PROVIDED TEXT: Begin

Yesterday, I spent eight hours with folks from the Centers for Disease Control, learning about how to communicate with the public and the media during public health emergencies. While this stuff can indeed be pretty dry, I must say I was quite impressed with the way the CDC puts these trainings together. The presenters kept it lively and interactive, and group exercises broke up the day nicely.
Although these trainings do indeed seem to focus on potential scenarios involving anthrax or other terrorist activity (something which I see as highly unlikely), having public health officials who know how to communicate with the public doesn't seem like such a bad idea, really.
While people don't generally want to think or talk about preparing for unknown dangers which may or may not happen some time in the future, I'm beginning to get a sense of the larger picture and how the government is striving to create a coordinated system in which metropolitan areas, small towns, and even rural areas are accounted for in emergency preparedness.
Billions of taxpayer dollars have been spent in order to create the Strategic National Stockpile (SNS), the Cities Readiness Initiative, and other very complex and, ultimately costly, programs. Many people would question whether this money would have been more well spent on creating jobs, improving infrastructure, green technologies and other important issues of the day. From my perspective, this would be an excellent question to pose, however the emergency preparedness train is fully out of the station since 9/11/01, and there's simply no way to reign this one in, for better or for worse.
So, taxpayers of America, be advised that, yes, there are huge warehouses of medications at strategic points throughout the country, ready to bring antibiotics and antivirals to your town in case they're needed in a hurry. There are also thousands of people like myself constantly undergoing training in order to be able to bring those medications to you in a real emergency.
Taking into consideration the likelihood of a terrorist attack, an influenza pandemic, or another scenario in which these assets would indeed be deployed, one might be led to wonder why so much money has been sunk into these efforts of preparing for that which may never occur.
These are good questions to ask and valid points to consider. The fact is, however, that the behometh of emergency preparedness is a beast with a life (and a budget) of its own, and even though I sometimes question the amount of money being set aside for such efforts at a time of economic turmoil, as a public health official I must fulfill my mandated mission of taking these tasks seriously as I increase my knowledge of such a new and complicated world.

PROVIDED TEXT: End
RECORDS PROVIDED: Begin

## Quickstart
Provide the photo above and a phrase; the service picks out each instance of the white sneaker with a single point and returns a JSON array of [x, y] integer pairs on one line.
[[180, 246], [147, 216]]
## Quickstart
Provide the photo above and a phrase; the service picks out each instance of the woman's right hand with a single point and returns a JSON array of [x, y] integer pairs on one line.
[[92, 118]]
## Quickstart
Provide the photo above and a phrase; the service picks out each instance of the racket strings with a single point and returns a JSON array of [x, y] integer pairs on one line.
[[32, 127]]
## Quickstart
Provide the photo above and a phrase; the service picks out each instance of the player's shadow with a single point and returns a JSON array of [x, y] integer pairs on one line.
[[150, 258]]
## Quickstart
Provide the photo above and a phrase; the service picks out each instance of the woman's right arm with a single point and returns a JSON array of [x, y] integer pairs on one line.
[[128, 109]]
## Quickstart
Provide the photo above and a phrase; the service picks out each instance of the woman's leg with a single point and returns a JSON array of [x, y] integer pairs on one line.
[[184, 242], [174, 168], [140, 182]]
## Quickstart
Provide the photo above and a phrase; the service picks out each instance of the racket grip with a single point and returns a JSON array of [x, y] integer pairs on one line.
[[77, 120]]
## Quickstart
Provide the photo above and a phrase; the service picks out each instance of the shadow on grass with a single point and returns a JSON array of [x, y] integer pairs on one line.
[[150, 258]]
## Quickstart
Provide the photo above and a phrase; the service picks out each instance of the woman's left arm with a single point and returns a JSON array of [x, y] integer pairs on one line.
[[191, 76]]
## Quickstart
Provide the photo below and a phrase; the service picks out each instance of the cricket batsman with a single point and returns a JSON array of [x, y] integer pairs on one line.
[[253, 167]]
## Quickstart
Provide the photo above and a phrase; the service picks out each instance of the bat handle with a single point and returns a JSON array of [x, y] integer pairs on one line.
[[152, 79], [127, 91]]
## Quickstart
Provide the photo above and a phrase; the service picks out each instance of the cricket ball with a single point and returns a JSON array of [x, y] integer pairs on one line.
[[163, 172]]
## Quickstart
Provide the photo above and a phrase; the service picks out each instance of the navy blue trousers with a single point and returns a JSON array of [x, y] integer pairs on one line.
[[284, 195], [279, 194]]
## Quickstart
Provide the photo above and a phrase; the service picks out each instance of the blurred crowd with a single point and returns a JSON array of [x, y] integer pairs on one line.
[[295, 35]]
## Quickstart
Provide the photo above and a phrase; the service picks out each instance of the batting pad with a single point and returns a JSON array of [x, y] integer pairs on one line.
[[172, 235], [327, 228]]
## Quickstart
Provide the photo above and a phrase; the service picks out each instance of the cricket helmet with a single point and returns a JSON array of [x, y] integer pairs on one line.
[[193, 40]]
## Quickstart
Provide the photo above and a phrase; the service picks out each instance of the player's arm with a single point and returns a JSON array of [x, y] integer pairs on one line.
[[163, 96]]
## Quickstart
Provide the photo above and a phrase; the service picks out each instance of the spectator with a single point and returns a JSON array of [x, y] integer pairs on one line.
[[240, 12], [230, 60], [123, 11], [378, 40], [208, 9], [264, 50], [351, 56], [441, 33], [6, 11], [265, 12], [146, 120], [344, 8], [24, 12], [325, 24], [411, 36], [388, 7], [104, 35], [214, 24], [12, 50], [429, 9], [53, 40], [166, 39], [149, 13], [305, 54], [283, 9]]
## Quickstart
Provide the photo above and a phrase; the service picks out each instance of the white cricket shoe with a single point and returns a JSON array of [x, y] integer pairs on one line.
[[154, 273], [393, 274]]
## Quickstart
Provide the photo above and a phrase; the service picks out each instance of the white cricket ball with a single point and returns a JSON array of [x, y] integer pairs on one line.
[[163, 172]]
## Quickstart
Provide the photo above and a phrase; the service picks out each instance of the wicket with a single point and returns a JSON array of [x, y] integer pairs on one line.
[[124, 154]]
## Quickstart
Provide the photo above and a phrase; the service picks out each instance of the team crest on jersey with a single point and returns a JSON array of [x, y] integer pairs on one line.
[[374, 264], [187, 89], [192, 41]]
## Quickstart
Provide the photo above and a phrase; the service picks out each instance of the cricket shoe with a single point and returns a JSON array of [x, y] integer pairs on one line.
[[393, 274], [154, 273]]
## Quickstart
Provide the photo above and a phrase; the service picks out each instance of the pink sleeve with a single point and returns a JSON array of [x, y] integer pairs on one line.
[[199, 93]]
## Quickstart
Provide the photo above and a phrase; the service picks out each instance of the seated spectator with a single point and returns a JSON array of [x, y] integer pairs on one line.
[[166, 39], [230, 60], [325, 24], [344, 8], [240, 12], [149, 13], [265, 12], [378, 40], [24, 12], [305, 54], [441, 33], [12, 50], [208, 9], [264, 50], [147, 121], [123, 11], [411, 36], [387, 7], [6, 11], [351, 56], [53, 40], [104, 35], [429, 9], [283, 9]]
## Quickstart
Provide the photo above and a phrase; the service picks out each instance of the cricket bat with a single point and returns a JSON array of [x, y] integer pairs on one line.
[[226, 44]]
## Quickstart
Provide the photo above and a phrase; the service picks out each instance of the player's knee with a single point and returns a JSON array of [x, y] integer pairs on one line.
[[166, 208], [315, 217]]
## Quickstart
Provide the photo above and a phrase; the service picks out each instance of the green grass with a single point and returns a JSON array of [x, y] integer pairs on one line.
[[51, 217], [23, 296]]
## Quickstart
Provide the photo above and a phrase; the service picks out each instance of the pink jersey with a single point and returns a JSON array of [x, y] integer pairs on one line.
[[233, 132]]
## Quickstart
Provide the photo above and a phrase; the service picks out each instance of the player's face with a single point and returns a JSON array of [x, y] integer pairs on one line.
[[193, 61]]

RECORDS PROVIDED: End

* [WHAT THIS EXERCISE ASKS]
A. In the post about emergency preparedness training, which kinds of areas does the writer say the government's coordinated system accounts for?
B. According to the post about emergency preparedness training, why was the writer impressed with the way the CDC puts its trainings together?
C. Translate this sentence from the post about emergency preparedness training into Spanish: "These are good questions to ask and valid points to consider."
Rely only on the post about emergency preparedness training when responding.

* [RESULTS BY TASK]
A. Metropolitan areas, small towns, and rural areas.

B. The presenters kept the training lively and interactive, and group exercises broke up the day nicely.

C. Estas son buenas preguntas para hacer y puntos válidos para considerar.